### GIVEN INSTRUCTION
Rewrite the records below as a Markdown table with the columns Row and Record line, giving each line its own numbered row and skipping blank lines. Leave the pictures out of the answer.

Position annotation records
□ □ □

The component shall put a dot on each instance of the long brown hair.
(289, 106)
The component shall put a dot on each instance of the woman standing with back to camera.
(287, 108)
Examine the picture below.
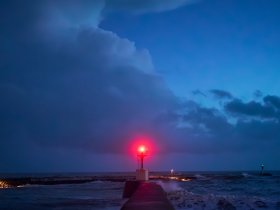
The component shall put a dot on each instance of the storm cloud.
(69, 89)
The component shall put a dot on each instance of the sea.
(199, 190)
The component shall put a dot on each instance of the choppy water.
(94, 195)
(228, 190)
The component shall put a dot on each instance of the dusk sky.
(81, 82)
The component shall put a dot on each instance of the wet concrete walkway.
(148, 196)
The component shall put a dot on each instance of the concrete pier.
(148, 196)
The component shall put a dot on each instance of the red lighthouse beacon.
(141, 173)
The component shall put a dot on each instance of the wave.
(182, 199)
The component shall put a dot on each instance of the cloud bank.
(84, 90)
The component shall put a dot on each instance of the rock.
(260, 204)
(223, 204)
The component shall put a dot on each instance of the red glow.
(142, 144)
(142, 149)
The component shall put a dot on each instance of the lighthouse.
(141, 173)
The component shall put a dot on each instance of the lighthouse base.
(142, 175)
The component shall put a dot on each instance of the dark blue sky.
(81, 80)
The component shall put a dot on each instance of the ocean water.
(94, 195)
(207, 191)
(227, 190)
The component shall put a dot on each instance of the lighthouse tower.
(141, 173)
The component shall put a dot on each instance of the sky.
(82, 83)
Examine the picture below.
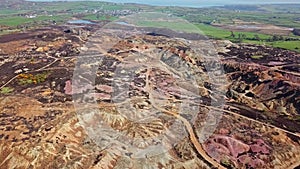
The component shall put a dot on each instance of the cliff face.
(147, 101)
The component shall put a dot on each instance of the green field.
(195, 20)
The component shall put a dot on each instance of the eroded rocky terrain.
(115, 99)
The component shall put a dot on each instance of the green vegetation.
(200, 20)
(257, 57)
(6, 90)
(177, 26)
(96, 17)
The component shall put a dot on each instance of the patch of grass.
(257, 57)
(25, 78)
(177, 26)
(290, 45)
(6, 90)
(14, 21)
(96, 17)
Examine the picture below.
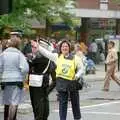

□ □ □

### WRITTEN RESPONSE
| Row | Record line |
|---|---|
| 1 | The component shall put a dot on each instance of the long brown hair. |
| 2 | (289, 106) |
| 3 | The component shall put a dot on each instance of the woman standing with back to camera. |
| 4 | (287, 108) |
| 5 | Examine the picture below. |
| 6 | The component shall put a dot on each instance of the storm cloud. |
| 7 | (69, 89) |
| 8 | The component shall put a dot on each instance of the sea. |
| 9 | (199, 190) |
| 10 | The component shall put a dot on each instance of the choppy water. |
| 11 | (94, 195) |
| 12 | (228, 190) |
| 13 | The component shall put a dot on each instance of the dusk sky. |
| 14 | (81, 82) |
| 15 | The component shall put a dot on each instance of the wet concrete walkway. |
| 16 | (148, 196) |
| 17 | The component shall put a dot on each instance of the concrete pier. |
| 18 | (148, 196) |
| 19 | The component shall put a dot on each instance of the red lighthouse beacon. |
| 20 | (141, 173) |
| 21 | The component shall put a dot on each instance of the wave. |
| 22 | (182, 199) |
| 23 | The component shall put a dot on each instance of the cloud bank. |
| 24 | (84, 90) |
| 25 | The component shall put a dot on each instance of the rock. |
| 26 | (260, 204) |
| 27 | (223, 204) |
| 28 | The component shall put a dot on each instance of the red glow. |
| 29 | (142, 144) |
| 30 | (142, 149) |
| 31 | The component shall put a dot on each instance of the lighthouse. |
| 32 | (141, 173) |
| 33 | The component shall put a dot on each instance of the lighthouse base. |
| 34 | (142, 175) |
| 35 | The component shall put a dot on each instance of the dark blue sky. |
| 36 | (81, 80) |
| 37 | The component shall put a dot on each instance of the ocean water. |
| 38 | (94, 195) |
| 39 | (207, 191) |
| 40 | (227, 190) |
| 41 | The component shall put a dot on each instance of the lighthouse tower. |
| 42 | (141, 173) |
| 43 | The component shall put a dot on each instance of the sky. |
| 44 | (82, 83) |
| 45 | Examine the picture below. |
| 46 | The component shall put a dot on each instance of the cliff face. |
| 47 | (147, 101) |
| 48 | The component shall put a dot on each instance of the green field. |
| 49 | (195, 20) |
| 50 | The component shall put a dot on each instance of the eroded rocky terrain. |
| 51 | (115, 99) |
| 52 | The component shall put a dot on each instance of the green vegetation. |
| 53 | (200, 20) |
| 54 | (257, 57) |
| 55 | (6, 90) |
| 56 | (177, 26) |
| 57 | (96, 17) |
| 58 | The component shall put a dot on each instance of the patch of grass. |
| 59 | (257, 57) |
| 60 | (25, 78) |
| 61 | (177, 26) |
| 62 | (290, 45) |
| 63 | (6, 90) |
| 64 | (14, 21) |
| 65 | (96, 17) |
| 66 | Examine the picture below. |